Fragmento del texto>

%%

Lo que debería ser un periodo extraordinario por la densidad y la trascendencia de las reformas, se convierte en una coreografía ya ensayada, donde cada actor sabe cuál es su papel: gritar, acusar, defender, victimizarse o proclamarse héroe de la transformación. Poco importa si se legisla sobre seguridad pública, desapariciones forzadas o telecomunicaciones: el guion es el mismo, el desenlace también.

El riesgo de esta dinámica es profundo. No sólo se erosiona la calidad legislativa, con leyes aprobadas al vapor, sin estudios de impacto ni discusión técnica, sino que se mina aún más la confianza ciudadana en las instituciones. ¿Cómo pedirle a la población que respete normas que ni siquiera han sido discutidas con seriedad? ¿Cómo hablar de un Congreso que representa al pueblo cuando parece más interesado en representarse a sí mismo?

%%

Material extraído>
%%

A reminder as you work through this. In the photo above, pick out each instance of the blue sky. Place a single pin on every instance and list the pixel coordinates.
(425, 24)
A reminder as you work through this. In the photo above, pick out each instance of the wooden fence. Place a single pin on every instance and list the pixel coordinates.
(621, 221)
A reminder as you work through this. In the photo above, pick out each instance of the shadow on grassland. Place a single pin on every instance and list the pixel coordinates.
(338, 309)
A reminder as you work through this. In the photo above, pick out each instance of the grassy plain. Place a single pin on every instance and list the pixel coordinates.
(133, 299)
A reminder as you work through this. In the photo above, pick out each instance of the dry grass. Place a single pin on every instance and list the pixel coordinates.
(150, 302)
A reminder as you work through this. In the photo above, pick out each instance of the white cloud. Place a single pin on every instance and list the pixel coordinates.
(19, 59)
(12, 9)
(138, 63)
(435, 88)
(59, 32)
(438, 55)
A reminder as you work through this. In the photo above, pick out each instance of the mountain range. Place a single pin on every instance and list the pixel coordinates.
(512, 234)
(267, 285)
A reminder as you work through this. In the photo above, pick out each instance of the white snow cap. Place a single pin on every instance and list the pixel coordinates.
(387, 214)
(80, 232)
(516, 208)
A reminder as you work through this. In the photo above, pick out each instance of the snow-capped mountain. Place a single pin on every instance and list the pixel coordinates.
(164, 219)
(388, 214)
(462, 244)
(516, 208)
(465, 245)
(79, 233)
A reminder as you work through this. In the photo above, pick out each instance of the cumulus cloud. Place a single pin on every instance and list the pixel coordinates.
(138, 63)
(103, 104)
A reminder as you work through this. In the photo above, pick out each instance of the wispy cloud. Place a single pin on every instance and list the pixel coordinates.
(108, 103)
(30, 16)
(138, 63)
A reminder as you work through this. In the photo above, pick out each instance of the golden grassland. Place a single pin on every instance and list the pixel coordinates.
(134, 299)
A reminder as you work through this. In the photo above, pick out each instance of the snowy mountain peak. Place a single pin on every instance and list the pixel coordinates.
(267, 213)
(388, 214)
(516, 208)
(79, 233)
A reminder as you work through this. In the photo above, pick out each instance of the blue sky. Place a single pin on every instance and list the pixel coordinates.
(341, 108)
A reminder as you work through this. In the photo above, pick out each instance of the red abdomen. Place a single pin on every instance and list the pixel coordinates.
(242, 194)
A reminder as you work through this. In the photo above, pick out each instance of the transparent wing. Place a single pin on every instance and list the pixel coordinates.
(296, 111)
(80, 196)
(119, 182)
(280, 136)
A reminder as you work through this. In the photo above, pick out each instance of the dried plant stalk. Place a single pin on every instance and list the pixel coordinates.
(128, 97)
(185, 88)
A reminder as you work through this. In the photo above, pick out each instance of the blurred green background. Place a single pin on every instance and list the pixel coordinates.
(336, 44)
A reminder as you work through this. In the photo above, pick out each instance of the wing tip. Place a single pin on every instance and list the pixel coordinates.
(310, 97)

%%

Consigna>
Enumera todos los papeles que, según el fragmento del texto, cada actor sabe que le corresponde en la "coreografía ya ensayada". Este material es independiente del fragmento del texto.

Respuesta>
Gritar, acusar, defender, victimizarse y proclamarse héroe de la transformación.